Dataset rows:
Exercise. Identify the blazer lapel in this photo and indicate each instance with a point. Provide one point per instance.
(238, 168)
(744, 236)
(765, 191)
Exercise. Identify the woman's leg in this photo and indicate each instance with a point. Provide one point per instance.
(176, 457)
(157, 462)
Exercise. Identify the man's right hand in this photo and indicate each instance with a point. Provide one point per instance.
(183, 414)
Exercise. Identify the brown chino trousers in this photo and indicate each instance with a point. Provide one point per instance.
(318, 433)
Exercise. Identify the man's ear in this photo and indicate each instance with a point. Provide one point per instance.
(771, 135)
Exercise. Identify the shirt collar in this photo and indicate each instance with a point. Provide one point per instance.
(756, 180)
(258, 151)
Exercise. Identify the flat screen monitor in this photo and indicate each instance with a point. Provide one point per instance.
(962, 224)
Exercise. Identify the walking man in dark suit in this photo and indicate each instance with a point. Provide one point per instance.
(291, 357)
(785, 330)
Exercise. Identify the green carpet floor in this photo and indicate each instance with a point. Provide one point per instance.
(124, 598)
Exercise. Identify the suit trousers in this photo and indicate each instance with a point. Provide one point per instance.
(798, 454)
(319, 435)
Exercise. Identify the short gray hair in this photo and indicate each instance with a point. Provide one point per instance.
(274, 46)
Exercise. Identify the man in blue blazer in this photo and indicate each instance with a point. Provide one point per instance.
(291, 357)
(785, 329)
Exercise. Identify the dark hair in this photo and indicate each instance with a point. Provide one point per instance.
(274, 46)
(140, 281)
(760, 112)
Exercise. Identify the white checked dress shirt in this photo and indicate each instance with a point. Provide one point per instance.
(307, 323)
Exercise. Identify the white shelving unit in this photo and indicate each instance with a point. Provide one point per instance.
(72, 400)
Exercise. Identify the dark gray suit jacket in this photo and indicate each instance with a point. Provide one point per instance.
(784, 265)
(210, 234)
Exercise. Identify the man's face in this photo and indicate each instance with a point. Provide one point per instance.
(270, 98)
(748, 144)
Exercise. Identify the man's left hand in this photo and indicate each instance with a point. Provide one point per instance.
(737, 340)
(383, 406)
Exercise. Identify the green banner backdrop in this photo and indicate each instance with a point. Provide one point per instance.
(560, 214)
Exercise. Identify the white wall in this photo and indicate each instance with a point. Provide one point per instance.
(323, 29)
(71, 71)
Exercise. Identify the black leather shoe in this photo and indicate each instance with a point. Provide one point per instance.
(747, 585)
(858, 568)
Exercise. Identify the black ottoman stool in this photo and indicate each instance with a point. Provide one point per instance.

**Directive**. Repeat all the entries exactly as given.

**Full output**.
Exercise. Identify the blazer lapel in this photo and indicate each instance with a point. Provide one point per instance.
(238, 168)
(744, 236)
(765, 191)
Exercise. Identify the woman's leg in this photo and indicate each instance with a point. Provide one point per instance.
(176, 457)
(157, 462)
Exercise. Identify the man's right hand in this photo and indicate each instance with a point. Provide one point per instance.
(183, 414)
Exercise. Identify the brown chino trousers in this photo and indicate each instance with a point. Provide one point per instance.
(318, 433)
Exercise. Identify the man's ear in this photo and indicate each instance with a point. Provide one point per instance.
(771, 135)
Exercise. Identify the shirt collar in this photo and indicate each instance with a point. Provide one point per instance.
(756, 180)
(258, 151)
Exercise. Identify the flat screen monitor in this photo and indicate each instance with a point. Provide one point per instance.
(962, 224)
Exercise. Identify the walking man in dark suit in this photo and indicate each instance with a point. Provide one point per instance.
(291, 357)
(785, 330)
Exercise. Identify the green carpet floor in this photo and indicate each instance with a point. Provide one point per instance.
(124, 598)
Exercise. Identify the suit trousers in this photo and indicate each instance with a point. Provide one point per instance.
(798, 454)
(319, 435)
Exercise. Identify the short gray hair in this photo and indicate each instance with a point. Provide one point per instance.
(274, 46)
Exercise. Identify the man in blue blazer in this photo and indicate each instance with a point. Provide one point per instance.
(291, 357)
(785, 329)
Exercise. Identify the dark hair in this photo and indicate each instance with a point. Provide one point per instance.
(274, 46)
(140, 281)
(760, 112)
Exercise. Identify the white checked dress shirt in this photo and indicate each instance with a point. Provide one point per instance.
(307, 323)
Exercise. Identify the white shelving unit in this photo and indicate each instance with a point. Provide one point per instance.
(72, 400)
Exercise. Identify the dark gray suit jacket in this photo and indicate each instance with a point. Provide one point per instance.
(784, 265)
(210, 234)
Exercise. Identify the man's face in this photo and indicate each instance with a point. Provide one point per instance.
(270, 98)
(748, 144)
Exercise. Identify the man's left hand in this photo and indicate each instance with a point. Provide one point per instance.
(737, 340)
(383, 406)
Exercise. Identify the green banner backdrop in this photo and indicate each instance with a point. Provide one point per instance.
(560, 214)
Exercise. Identify the white wall in this photo and indicate each instance with a point. Provide one point per instance.
(323, 29)
(71, 71)
Exercise. Identify the black leather shoe in this photo and indicate each instance with a point. Provide one point per instance.
(747, 585)
(858, 568)
Exercise. Identify the black ottoman stool in this photo and indicate each instance with a point. Provide one point per instance.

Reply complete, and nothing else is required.